[Aim of the task]
From the listing that follows, extract every line and set it down unaltered.

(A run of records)

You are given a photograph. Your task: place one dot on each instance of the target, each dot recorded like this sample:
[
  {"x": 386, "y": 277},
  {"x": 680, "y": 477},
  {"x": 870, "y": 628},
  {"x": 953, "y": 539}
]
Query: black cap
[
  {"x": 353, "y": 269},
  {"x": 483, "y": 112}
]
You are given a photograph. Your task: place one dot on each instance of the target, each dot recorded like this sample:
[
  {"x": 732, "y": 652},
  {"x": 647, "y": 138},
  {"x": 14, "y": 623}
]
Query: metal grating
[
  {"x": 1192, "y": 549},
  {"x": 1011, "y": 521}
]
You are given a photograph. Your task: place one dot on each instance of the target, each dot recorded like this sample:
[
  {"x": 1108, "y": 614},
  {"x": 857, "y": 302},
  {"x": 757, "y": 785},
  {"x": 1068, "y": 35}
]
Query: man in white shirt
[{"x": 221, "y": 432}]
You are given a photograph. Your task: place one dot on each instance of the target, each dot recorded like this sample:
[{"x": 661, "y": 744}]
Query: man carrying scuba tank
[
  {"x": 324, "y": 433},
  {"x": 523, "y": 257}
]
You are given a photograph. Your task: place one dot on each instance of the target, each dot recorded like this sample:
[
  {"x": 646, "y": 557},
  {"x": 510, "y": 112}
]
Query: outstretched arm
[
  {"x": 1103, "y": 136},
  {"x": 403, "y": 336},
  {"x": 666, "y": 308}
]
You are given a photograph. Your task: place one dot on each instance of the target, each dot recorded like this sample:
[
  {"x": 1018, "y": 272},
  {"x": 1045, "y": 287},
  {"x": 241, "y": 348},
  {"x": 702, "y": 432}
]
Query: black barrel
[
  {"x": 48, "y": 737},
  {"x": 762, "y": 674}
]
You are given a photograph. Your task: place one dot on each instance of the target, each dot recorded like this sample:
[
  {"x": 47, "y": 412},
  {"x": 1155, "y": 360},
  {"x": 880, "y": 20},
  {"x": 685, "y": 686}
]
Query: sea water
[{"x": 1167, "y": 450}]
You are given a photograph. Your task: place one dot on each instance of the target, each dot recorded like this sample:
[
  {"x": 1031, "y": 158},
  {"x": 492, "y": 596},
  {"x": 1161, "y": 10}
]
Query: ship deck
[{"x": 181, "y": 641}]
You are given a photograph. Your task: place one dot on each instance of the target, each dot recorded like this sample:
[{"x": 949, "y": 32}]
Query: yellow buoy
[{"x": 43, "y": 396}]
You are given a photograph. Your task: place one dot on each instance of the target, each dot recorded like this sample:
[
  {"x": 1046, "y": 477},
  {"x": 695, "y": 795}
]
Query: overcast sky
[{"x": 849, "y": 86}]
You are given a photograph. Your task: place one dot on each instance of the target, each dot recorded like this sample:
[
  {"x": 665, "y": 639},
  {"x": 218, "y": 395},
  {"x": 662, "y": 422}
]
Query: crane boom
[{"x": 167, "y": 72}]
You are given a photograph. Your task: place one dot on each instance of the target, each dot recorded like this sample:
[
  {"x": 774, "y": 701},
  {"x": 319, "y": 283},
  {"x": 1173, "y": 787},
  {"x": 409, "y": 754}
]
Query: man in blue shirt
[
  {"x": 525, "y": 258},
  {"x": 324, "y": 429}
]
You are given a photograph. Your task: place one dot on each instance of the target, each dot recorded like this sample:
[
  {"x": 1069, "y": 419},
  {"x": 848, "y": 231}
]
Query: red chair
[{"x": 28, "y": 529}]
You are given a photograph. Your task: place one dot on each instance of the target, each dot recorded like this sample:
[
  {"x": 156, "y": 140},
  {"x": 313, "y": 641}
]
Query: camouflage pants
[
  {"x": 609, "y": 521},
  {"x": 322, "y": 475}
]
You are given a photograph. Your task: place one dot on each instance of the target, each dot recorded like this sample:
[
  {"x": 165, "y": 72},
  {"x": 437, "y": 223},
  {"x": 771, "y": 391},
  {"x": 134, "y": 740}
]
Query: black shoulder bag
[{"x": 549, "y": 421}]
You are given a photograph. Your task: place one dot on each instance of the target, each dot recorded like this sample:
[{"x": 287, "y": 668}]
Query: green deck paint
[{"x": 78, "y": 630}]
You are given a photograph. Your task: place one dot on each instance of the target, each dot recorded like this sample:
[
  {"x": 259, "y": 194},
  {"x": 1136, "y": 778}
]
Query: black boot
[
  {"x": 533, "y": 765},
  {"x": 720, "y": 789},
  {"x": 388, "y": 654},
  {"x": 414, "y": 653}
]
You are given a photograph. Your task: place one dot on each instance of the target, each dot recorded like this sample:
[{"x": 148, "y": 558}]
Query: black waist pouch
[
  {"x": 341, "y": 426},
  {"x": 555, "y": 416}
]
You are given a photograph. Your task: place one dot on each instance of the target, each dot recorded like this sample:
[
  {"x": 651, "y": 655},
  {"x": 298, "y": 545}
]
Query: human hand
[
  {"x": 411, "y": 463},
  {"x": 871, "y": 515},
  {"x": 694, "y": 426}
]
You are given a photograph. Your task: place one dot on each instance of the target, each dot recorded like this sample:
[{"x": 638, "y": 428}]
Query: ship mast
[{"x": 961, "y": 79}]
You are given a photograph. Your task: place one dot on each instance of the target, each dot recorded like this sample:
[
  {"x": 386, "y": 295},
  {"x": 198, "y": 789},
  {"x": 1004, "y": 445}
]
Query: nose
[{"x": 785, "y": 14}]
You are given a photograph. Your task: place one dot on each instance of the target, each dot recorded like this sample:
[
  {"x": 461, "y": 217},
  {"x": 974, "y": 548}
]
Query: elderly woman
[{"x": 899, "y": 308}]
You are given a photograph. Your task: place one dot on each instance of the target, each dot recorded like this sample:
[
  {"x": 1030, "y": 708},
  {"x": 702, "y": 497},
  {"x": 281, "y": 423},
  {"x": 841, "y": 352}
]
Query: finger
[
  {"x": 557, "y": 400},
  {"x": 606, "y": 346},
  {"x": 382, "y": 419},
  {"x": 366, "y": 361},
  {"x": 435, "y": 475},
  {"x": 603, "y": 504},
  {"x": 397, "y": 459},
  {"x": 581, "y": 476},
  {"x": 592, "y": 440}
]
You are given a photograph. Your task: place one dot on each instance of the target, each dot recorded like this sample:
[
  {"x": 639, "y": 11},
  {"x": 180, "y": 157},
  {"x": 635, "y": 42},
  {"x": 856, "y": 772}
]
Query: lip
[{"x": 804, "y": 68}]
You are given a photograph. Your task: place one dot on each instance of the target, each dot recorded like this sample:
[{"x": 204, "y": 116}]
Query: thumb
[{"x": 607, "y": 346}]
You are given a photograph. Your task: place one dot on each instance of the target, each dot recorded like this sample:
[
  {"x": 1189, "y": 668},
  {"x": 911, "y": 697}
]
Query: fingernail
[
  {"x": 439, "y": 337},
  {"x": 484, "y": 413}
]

[Output of the exercise]
You are given a photograph. Your task: place one dot on each instance of the target, each dot recorded like this sample:
[
  {"x": 386, "y": 277},
  {"x": 680, "y": 477},
  {"x": 870, "y": 628},
  {"x": 953, "y": 539}
]
Query: black cap
[
  {"x": 353, "y": 269},
  {"x": 483, "y": 112}
]
You are given a photograph. Your task: place one dot on each instance of the target, each dot recorded like this sample:
[
  {"x": 732, "y": 652},
  {"x": 647, "y": 138},
  {"x": 14, "y": 623}
]
Query: metal grating
[
  {"x": 1192, "y": 549},
  {"x": 1011, "y": 521}
]
You are given a photograph. Your task: place one dot on each instance of the target, each dot recorded like this sample:
[
  {"x": 1108, "y": 614},
  {"x": 857, "y": 302},
  {"x": 757, "y": 785},
  {"x": 1068, "y": 35}
]
Query: man in white shirt
[{"x": 221, "y": 432}]
You are given a photograph. Your task: place one dot on each instance of the target, each dot recorded like this sample:
[{"x": 661, "y": 744}]
Query: man carrying scuba tank
[
  {"x": 324, "y": 433},
  {"x": 523, "y": 257}
]
You are given a photograph. Your task: place one dot on each instance of the target, each dot recorded like this sample:
[
  {"x": 646, "y": 557},
  {"x": 510, "y": 112}
]
Query: outstretched arm
[
  {"x": 1103, "y": 136},
  {"x": 403, "y": 336},
  {"x": 666, "y": 308}
]
You are given a photograph. Your task: place one dot on each instance of the target, each dot recorded like this sample:
[
  {"x": 1018, "y": 272},
  {"x": 1045, "y": 287},
  {"x": 241, "y": 348},
  {"x": 702, "y": 432}
]
Query: black barrel
[
  {"x": 48, "y": 737},
  {"x": 762, "y": 674}
]
You are given a photograph. Your task: place one dot on each instance of the target, each dot recorded like this sample:
[
  {"x": 47, "y": 412},
  {"x": 1155, "y": 360},
  {"x": 880, "y": 20},
  {"x": 685, "y": 686}
]
Query: sea water
[{"x": 1167, "y": 450}]
You are given a photograph. Your task: place one dot on each instance of the target, each dot recorded like this sample:
[
  {"x": 1031, "y": 158},
  {"x": 492, "y": 596},
  {"x": 1161, "y": 10}
]
Query: ship deck
[{"x": 181, "y": 641}]
You are given a photograph. Your task: place one dot on each instance of the target, each dot recorded like this sample:
[{"x": 949, "y": 32}]
Query: yellow buoy
[{"x": 43, "y": 396}]
You are given a photograph. Your task: place one dot on each instance of the target, each dot recorded like this sample:
[
  {"x": 1046, "y": 477},
  {"x": 695, "y": 795}
]
Query: overcast sky
[{"x": 849, "y": 86}]
You are given a photograph. Your task: place one dot on each instance of the target, each dot recorded like this sample:
[
  {"x": 665, "y": 639},
  {"x": 218, "y": 395},
  {"x": 662, "y": 422}
]
Query: crane boom
[{"x": 167, "y": 72}]
You are given a photograph. Your task: place one dot on each instance of the target, each dot recorded like this sample:
[
  {"x": 774, "y": 701},
  {"x": 319, "y": 283},
  {"x": 1173, "y": 787},
  {"x": 409, "y": 754}
]
Query: man in blue shirt
[
  {"x": 525, "y": 258},
  {"x": 324, "y": 429}
]
You are given a photograph. Your task: place one dot on each instance of the target, each dot recorded like this sample:
[
  {"x": 1069, "y": 419},
  {"x": 848, "y": 231}
]
Query: red chair
[{"x": 28, "y": 529}]
You are given a photograph. Your task: place one dot on each instance of the target, each dot recorded like this sample:
[
  {"x": 156, "y": 140},
  {"x": 313, "y": 641}
]
Query: camouflage pants
[
  {"x": 609, "y": 521},
  {"x": 322, "y": 475}
]
You are given a photograph. Your task: place one dot on each instance of the target, each dot recorded like this sample:
[
  {"x": 165, "y": 72},
  {"x": 437, "y": 223},
  {"x": 771, "y": 391},
  {"x": 134, "y": 740}
]
Query: black shoulder bag
[{"x": 549, "y": 421}]
You are given a photograph. Your task: place one dot on each instance of the target, each dot recorded like this sample:
[{"x": 287, "y": 668}]
Query: green deck paint
[{"x": 78, "y": 630}]
You are given a photograph. Your task: place one dot on each instance of the target, each dot recorded like this sample:
[
  {"x": 259, "y": 194},
  {"x": 1136, "y": 778}
]
Query: black boot
[
  {"x": 533, "y": 765},
  {"x": 720, "y": 789},
  {"x": 388, "y": 654},
  {"x": 414, "y": 653}
]
You are given a photograph. Your task: place one dot on each instance of the target, each dot recorded like this sample:
[{"x": 148, "y": 558}]
Query: black waist pouch
[
  {"x": 341, "y": 426},
  {"x": 555, "y": 416}
]
You are given a photograph. Your task: place one dot on each instance of the target, each dot recorded like this sample:
[
  {"x": 651, "y": 655},
  {"x": 298, "y": 545}
]
Query: human hand
[
  {"x": 411, "y": 463},
  {"x": 871, "y": 515},
  {"x": 694, "y": 426}
]
You are given a photograph. Your task: place one dot on each instance of the target, each dot recorded like this sample:
[{"x": 638, "y": 428}]
Query: ship mast
[{"x": 961, "y": 79}]
You are given a photograph. Your task: place one dot on each instance of the target, each dot recorded like this sample:
[
  {"x": 386, "y": 295},
  {"x": 198, "y": 789},
  {"x": 1004, "y": 445}
]
Query: nose
[{"x": 785, "y": 14}]
You are given a photograph. Your task: place one dot on each instance of the target, each dot recorded like this sample:
[
  {"x": 461, "y": 217},
  {"x": 974, "y": 548}
]
Query: elderly woman
[{"x": 899, "y": 308}]
You are given a photograph. Your task: place one dot on each instance of the target, each dot recorded like this sample:
[
  {"x": 1030, "y": 708},
  {"x": 702, "y": 497},
  {"x": 281, "y": 423},
  {"x": 841, "y": 352}
]
Query: finger
[
  {"x": 557, "y": 400},
  {"x": 606, "y": 346},
  {"x": 382, "y": 419},
  {"x": 366, "y": 361},
  {"x": 435, "y": 475},
  {"x": 603, "y": 504},
  {"x": 397, "y": 459},
  {"x": 581, "y": 476},
  {"x": 592, "y": 440}
]
You are given a photograph. Your task: place one dot on each instance of the target, each dot recorded like this sample:
[
  {"x": 639, "y": 11},
  {"x": 180, "y": 157},
  {"x": 635, "y": 42},
  {"x": 856, "y": 772}
]
Query: lip
[{"x": 804, "y": 68}]
You are given a photograph. Your task: place one dot on each instance of the target, each dot recorded like this sample:
[{"x": 204, "y": 116}]
Query: thumb
[{"x": 607, "y": 346}]
You are given a photograph. Your task: place one dot on each instance of the target, each dot recorded like this sample:
[
  {"x": 1189, "y": 668},
  {"x": 911, "y": 697}
]
Query: fingernail
[
  {"x": 439, "y": 337},
  {"x": 484, "y": 413}
]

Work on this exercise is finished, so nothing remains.